# START OF RECORDS FOR THIS TASK
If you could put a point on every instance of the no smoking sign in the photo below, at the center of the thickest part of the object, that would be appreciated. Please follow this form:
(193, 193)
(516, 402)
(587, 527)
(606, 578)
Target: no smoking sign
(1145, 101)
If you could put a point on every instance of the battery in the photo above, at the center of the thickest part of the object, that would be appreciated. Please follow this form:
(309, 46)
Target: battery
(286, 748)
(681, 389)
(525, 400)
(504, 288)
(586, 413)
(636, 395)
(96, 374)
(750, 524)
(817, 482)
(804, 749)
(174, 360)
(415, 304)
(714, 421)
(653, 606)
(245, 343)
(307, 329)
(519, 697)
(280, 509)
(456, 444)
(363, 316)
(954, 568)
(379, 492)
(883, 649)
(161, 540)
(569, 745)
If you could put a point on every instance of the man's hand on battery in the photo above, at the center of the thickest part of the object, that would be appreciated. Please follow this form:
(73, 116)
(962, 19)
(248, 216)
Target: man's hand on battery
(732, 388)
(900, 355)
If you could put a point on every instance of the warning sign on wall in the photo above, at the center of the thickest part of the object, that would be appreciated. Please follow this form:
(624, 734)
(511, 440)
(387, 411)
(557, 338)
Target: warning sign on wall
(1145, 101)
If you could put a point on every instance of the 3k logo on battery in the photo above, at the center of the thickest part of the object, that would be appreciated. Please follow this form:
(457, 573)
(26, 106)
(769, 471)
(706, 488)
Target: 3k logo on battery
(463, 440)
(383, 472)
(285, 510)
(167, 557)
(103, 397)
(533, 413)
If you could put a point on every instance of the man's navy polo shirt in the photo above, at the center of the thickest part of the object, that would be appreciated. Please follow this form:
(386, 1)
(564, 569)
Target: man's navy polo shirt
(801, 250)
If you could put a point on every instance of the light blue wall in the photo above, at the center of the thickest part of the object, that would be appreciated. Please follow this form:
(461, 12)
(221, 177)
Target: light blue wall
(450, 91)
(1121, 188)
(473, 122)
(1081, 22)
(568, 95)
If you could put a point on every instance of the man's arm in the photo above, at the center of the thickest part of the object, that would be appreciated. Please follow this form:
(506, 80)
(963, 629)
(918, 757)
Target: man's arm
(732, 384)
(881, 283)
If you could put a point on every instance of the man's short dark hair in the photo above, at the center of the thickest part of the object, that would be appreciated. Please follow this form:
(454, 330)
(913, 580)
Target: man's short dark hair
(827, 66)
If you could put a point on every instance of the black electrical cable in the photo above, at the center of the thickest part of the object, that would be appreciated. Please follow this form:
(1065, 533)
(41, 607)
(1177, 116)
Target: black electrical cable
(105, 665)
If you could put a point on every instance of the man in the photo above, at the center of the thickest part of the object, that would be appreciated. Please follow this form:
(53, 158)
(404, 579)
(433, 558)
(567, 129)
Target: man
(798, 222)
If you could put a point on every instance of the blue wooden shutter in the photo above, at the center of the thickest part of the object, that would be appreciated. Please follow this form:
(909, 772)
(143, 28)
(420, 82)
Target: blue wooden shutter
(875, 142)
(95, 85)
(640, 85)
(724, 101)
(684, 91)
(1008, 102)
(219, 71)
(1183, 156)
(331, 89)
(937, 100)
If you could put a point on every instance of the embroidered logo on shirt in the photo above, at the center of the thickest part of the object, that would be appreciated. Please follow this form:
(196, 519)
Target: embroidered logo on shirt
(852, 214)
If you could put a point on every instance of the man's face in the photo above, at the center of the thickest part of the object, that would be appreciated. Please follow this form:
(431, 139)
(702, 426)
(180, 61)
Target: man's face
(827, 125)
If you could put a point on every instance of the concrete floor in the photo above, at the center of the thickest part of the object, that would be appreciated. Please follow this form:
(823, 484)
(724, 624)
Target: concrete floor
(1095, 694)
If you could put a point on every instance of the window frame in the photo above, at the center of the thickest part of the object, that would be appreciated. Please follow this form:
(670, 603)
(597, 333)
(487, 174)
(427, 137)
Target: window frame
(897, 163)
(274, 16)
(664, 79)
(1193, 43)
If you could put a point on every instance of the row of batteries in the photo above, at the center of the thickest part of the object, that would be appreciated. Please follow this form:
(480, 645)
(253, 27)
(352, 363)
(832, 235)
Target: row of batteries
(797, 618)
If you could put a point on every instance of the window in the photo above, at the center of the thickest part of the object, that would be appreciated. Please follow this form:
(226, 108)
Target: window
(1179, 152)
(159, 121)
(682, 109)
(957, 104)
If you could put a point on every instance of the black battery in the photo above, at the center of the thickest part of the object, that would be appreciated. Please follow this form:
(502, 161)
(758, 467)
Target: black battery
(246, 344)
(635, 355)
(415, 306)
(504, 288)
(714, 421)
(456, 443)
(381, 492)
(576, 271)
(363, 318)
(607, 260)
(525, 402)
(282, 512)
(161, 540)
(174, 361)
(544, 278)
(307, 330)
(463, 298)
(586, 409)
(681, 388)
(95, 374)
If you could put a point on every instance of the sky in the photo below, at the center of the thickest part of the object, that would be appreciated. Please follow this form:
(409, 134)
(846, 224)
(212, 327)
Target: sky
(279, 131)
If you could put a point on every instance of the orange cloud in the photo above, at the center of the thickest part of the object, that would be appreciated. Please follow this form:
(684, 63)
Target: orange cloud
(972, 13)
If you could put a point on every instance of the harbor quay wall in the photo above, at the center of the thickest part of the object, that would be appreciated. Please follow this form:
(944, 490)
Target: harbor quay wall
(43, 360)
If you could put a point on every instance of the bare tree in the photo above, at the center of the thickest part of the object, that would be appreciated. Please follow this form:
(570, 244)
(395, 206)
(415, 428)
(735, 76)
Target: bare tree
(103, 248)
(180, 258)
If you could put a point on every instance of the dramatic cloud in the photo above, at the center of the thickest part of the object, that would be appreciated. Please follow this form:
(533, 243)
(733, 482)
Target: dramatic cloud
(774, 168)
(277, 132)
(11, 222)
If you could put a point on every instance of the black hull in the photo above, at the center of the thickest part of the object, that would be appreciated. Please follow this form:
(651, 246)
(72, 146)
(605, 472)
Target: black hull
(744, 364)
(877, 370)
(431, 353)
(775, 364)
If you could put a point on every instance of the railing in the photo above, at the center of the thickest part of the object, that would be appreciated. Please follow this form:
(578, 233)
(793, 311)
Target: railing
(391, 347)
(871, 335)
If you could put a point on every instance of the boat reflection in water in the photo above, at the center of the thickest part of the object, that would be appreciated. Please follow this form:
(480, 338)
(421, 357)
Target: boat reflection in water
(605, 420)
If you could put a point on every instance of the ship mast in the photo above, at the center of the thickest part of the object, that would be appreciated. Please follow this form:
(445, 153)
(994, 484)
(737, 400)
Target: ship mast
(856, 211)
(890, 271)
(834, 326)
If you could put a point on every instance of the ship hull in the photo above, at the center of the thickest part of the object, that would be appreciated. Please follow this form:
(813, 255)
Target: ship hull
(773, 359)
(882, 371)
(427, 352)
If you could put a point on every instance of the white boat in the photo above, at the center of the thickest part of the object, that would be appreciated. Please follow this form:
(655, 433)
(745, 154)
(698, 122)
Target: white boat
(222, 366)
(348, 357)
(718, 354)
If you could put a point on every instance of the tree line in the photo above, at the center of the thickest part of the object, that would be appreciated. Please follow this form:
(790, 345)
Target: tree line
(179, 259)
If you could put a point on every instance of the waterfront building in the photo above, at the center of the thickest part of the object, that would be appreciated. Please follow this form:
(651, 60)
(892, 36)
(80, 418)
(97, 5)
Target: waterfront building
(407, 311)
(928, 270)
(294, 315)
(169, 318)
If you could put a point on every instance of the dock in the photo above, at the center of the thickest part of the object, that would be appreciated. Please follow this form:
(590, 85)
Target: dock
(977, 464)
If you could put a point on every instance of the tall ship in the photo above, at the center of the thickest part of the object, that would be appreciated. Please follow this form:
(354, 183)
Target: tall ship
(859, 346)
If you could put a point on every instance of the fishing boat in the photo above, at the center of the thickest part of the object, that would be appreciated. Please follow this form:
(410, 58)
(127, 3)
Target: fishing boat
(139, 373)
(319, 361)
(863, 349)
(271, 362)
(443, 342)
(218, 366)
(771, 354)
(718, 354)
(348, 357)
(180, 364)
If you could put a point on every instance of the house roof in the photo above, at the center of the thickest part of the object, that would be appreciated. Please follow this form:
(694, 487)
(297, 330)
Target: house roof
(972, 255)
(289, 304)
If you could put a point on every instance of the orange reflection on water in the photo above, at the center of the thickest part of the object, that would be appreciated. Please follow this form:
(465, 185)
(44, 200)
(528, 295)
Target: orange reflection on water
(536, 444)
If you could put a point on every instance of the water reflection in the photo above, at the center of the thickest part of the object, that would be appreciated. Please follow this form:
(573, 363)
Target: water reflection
# END OF RECORDS FOR THIS TASK
* DO THIS:
Rewrite the rows from the first line down through the line with "Target: no smoking sign", putting "Label" wherever "Target" appears and keeping the rest unchanged.

* EXERCISE SOLUTION:
If you could put a point on every instance of the no smoking sign in the photo below, at the center of the thickest part of the object, that would be appreciated. Please follow this form:
(193, 193)
(516, 402)
(587, 527)
(606, 578)
Label: no smoking sign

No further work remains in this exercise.